Source text ▸

=== Section Start ===

Sample command for RNA:
java -Xmx16G -jar abra2.jar --in star.bam --out star.abra.bam --ref hg38.fa --junctions SJ.out.tab --threads 8 --gtf gencode.v26.annotation.gtf --dist 500000 --tmpdir /your/tmpdir > abra2.log 2>&1
Here, star.bam is the input bam file and star.abra.bam is the output bam file.
Junctions observed during alignment can be passed in using the --junctions
param. This corresponds to the SJ.out.tab file output by STAR.
Annotated junctions can be passed in using the --gtf
param. See: https://www.gencodegenes.org/releases/current.html
It is beneficial to use both of the junction related options.
The software is currently considered beta quality.

=== Section End ===

Tasks for this exercise ▸
1. Answer these from the RNA command notes, please:
(a) What is the output bam file in the sample command?
(b) Which file output by STAR corresponds to the --junctions param?
(c) What quality is the software currently considered?
2. Write out the RNA command notes from "Junctions observed during" to "considered beta quality.", swapping "param" for "parameter".

Extracted records ▸
=== Section Start ===

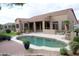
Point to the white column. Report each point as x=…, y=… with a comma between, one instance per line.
x=34, y=27
x=23, y=27
x=60, y=25
x=43, y=22
x=51, y=27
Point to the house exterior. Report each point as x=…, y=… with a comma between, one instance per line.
x=10, y=26
x=47, y=23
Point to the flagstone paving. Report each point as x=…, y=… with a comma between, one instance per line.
x=15, y=49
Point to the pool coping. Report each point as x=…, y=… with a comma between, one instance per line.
x=38, y=47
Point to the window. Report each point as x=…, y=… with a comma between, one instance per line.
x=47, y=25
x=55, y=25
x=17, y=25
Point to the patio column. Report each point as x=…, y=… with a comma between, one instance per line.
x=60, y=25
x=23, y=27
x=51, y=27
x=43, y=22
x=28, y=27
x=34, y=27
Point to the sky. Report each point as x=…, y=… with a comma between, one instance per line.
x=36, y=7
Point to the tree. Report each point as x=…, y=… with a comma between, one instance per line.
x=77, y=31
x=74, y=45
x=66, y=22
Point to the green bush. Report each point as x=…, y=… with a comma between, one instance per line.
x=8, y=31
x=26, y=44
x=63, y=51
x=74, y=46
x=76, y=39
x=18, y=33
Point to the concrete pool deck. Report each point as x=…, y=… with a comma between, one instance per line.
x=58, y=37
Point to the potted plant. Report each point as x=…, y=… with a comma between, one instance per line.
x=26, y=44
x=66, y=22
x=63, y=51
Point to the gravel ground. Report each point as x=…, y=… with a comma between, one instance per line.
x=13, y=48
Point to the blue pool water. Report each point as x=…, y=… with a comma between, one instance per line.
x=41, y=41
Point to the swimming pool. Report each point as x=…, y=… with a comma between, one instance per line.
x=41, y=41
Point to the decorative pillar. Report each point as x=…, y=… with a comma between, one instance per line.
x=51, y=27
x=60, y=25
x=43, y=22
x=34, y=27
x=23, y=27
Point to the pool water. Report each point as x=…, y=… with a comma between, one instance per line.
x=40, y=41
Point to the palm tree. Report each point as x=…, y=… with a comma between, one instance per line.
x=66, y=22
x=77, y=31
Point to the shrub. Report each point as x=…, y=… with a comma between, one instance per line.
x=76, y=39
x=74, y=46
x=26, y=44
x=18, y=33
x=4, y=37
x=8, y=31
x=63, y=51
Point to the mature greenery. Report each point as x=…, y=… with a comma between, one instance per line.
x=66, y=23
x=26, y=44
x=8, y=34
x=4, y=37
x=76, y=39
x=8, y=31
x=74, y=45
x=63, y=51
x=77, y=31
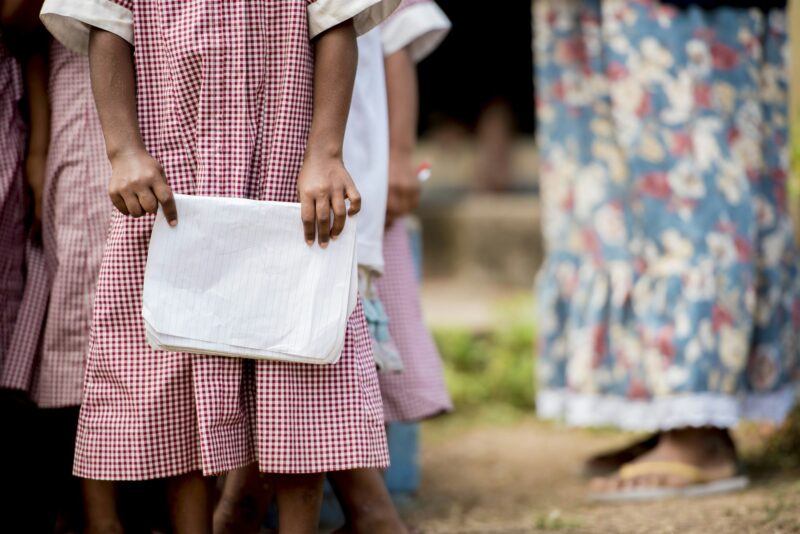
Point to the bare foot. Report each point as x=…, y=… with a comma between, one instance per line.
x=608, y=463
x=709, y=450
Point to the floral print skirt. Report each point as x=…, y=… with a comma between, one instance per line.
x=670, y=295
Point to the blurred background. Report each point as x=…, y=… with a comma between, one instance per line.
x=479, y=222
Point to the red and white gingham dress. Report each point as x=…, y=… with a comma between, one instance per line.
x=12, y=202
x=420, y=390
x=75, y=225
x=225, y=101
x=48, y=350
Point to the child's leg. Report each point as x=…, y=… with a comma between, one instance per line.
x=366, y=502
x=299, y=502
x=190, y=506
x=244, y=503
x=100, y=507
x=58, y=427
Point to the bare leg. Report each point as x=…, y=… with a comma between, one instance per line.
x=244, y=503
x=367, y=504
x=100, y=502
x=299, y=502
x=189, y=498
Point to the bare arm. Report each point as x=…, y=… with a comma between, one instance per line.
x=324, y=183
x=137, y=183
x=402, y=92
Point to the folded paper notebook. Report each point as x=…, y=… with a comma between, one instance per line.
x=236, y=278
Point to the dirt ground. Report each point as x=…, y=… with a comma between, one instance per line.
x=520, y=476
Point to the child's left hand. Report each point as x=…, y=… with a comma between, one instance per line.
x=323, y=186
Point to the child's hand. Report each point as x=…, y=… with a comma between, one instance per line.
x=138, y=186
x=323, y=186
x=404, y=189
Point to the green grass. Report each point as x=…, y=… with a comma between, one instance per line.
x=496, y=367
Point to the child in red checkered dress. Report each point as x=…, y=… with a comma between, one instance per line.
x=237, y=98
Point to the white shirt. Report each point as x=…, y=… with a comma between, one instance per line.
x=366, y=149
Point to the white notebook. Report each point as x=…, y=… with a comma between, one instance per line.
x=236, y=278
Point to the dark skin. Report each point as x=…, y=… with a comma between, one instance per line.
x=403, y=99
x=138, y=186
x=324, y=183
x=362, y=493
x=367, y=504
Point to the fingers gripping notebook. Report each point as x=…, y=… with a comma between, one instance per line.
x=236, y=278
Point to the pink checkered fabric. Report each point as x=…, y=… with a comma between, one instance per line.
x=12, y=202
x=23, y=351
x=226, y=120
x=420, y=390
x=75, y=224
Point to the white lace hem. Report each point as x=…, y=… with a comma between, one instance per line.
x=666, y=413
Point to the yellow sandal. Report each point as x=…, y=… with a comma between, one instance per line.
x=699, y=484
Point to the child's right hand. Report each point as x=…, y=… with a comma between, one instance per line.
x=138, y=186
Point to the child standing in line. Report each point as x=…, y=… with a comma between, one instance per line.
x=75, y=217
x=409, y=35
x=242, y=99
x=246, y=496
x=24, y=117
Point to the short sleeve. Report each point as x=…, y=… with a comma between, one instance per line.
x=366, y=14
x=70, y=21
x=419, y=25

=== Section End ===

Answers to the tasks ▸
1.
(a) star.abra.bam
(b) SJ.out.tab
(c) Beta quality

2.
Junctions observed during alignment can be passed in using the --junctions
parameter. This corresponds to the SJ.out.tab file output by STAR.
Annotated junctions can be passed in using the --gtf
parameter. See: https://www.gencodegenes.org/releases/current.html
It is beneficial to use both of the junction related options.
The software is currently considered beta quality.